─── TEXTE À LIRE ───
Comment l’Etat terroriste a décidé du sort de la Palestine

Note de lecture de « State of Terror », de Thomas Suárez

Le manuel de propagande d’Israël tente de redéfinir la lutte de libération du peuple palestinien en termes de terrorisme au lieu de territoire. Grâce à des médias dévoués, cet effort pour représenter les Palestiniens comme des terroristes a sensiblement gagné du terrain dans certains secteurs de la population.

Mais quelle est l’origine du terrorisme en Palestine, et quel en a été le résultat, tant historiquement qu’aujourd’hui ?

Thomas Suárez jette un éclairage précieux sur ces questions dans State of Terror: How Terrorism Created Modern Israel (*). Il y parvient en puisant largement dans des documents rendus publics par les Archives nationales britanniques, portant sur la période du Mandat britannique sur la Palestine (1920-1948) et non encore exploités.

La thèse principale de Suárez est que c’est le terrorisme sioniste qui « au bout du compte, dictait le cours des événements à l’époque du Mandat, et que c’est encore le terrorisme de l’État d’Israël qui le dicte aujourd’hui. »

L’auteur tient à rappeler que, tout en condamnant sans réserve le terrorisme palestinien contre les civils, il reconnaît que certains ont été poussés à des mesures extrêmes du fait du déséquilibre des forces en présence, et en réaction aux tentatives pour subjuguer le peuple palestinien et le spolier de ses ressources, de sa terre et de son travail.

Le terrorisme sioniste, dit Suárez, visait à empêcher les Arabes de Palestine d’exercer leur droit à l’autodétermination, et quand un agresseur rencontre une résistance, il lui est difficile d’invoquer l’autodéfense comme justification de ses propres exactions. « Sinon, » écrit Suárez, « toute agression serait sa propre justification. »
───
— CONSIGNE ÉCRITE A —
Recopiez le passage de la note de lecture allant de « L’auteur tient à » jusqu'à « de son travail. ».
─── DONNÉES DE LA TÂCHE ───
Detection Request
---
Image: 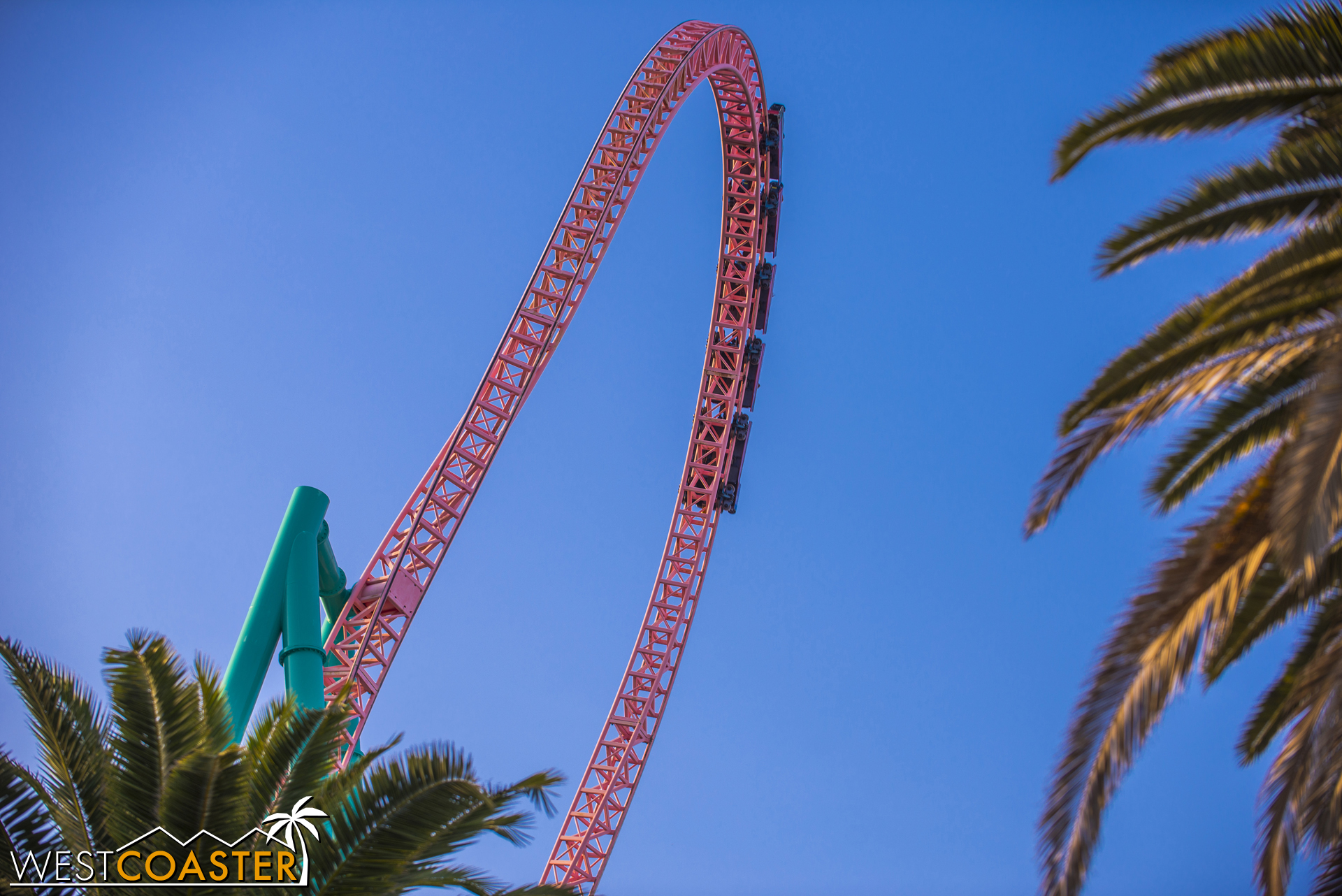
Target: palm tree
[0,632,566,896]
[1025,3,1342,896]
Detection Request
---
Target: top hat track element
[325,22,777,893]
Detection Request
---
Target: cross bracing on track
[325,22,782,895]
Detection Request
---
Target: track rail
[325,22,779,893]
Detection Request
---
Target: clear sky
[0,0,1291,896]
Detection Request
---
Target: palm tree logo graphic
[260,797,329,887]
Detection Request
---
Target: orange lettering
[117,849,140,880]
[177,853,205,883]
[252,849,270,880]
[145,849,177,880]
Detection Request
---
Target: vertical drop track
[325,22,781,895]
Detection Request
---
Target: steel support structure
[325,22,776,893]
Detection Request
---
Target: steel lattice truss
[325,22,781,893]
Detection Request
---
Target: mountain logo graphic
[7,797,329,889]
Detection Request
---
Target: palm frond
[1237,598,1342,765]
[1272,334,1342,578]
[245,695,322,818]
[1039,469,1275,896]
[103,630,203,839]
[1256,616,1342,896]
[1146,356,1314,514]
[1058,219,1342,436]
[1100,133,1342,276]
[0,639,110,851]
[0,750,60,883]
[1025,337,1313,537]
[159,746,257,838]
[312,744,561,896]
[1053,3,1342,180]
[1202,540,1342,681]
[1068,298,1342,437]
───
— CONSIGNE ÉCRITE B —
Relevez toutes les lignes des enregistrements qui contiennent la chaîne « graphic », en respectant la casse.

— RÉPONSE ATTENDUE A —
L’auteur tient à rappeler que, tout en condamnant sans réserve le terrorisme palestinien contre les civils, il reconnaît que certains ont été poussés à des mesures extrêmes du fait du déséquilibre des forces en présence, et en réaction aux tentatives pour subjuguer le peuple palestinien et le spolier de ses ressources, de sa terre et de son travail.

— RÉPONSE ATTENDUE B —
Target: palm tree logo graphic
Target: mountain logo graphic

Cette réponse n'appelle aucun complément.